→ EXERCISE DESCRIPTION
Locate every line in the entries below that contains the word "window", and copy each of those lines in full.

→ SOURCE DATA

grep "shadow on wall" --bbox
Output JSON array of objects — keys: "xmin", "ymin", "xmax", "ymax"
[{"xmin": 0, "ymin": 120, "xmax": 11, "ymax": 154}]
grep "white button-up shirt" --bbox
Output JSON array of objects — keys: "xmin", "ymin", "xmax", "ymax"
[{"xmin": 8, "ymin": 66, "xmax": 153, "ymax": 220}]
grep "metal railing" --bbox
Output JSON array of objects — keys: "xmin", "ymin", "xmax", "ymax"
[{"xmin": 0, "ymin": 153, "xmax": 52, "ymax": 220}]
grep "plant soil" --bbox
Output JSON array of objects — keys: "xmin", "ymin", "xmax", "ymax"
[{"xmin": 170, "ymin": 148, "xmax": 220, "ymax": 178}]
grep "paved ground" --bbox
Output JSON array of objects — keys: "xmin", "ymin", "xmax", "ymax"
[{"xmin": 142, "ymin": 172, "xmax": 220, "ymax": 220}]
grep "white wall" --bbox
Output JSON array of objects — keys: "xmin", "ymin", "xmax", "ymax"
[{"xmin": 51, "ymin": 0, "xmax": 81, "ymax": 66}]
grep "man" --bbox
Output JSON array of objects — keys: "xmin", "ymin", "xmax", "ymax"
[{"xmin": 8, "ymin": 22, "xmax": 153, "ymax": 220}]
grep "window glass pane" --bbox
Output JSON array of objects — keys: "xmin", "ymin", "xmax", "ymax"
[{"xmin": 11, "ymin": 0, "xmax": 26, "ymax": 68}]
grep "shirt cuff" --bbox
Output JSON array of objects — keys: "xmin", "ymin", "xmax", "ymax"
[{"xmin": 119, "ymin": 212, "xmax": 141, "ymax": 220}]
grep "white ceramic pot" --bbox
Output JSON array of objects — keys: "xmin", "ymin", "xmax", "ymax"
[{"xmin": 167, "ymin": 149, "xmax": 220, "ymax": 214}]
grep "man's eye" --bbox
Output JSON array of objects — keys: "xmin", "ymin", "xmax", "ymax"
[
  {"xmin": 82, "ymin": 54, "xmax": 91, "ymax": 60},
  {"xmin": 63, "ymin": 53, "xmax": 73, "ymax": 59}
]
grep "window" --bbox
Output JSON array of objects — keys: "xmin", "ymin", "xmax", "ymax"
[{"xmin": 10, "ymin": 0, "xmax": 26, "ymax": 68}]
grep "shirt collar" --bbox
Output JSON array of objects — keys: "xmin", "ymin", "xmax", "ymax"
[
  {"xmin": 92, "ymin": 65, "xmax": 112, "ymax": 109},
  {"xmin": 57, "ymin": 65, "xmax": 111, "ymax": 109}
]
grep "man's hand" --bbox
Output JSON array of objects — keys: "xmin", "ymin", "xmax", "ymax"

→ SOLUTION TO THIS EXERCISE
grep "window glass pane" --bbox
grep "window" --bbox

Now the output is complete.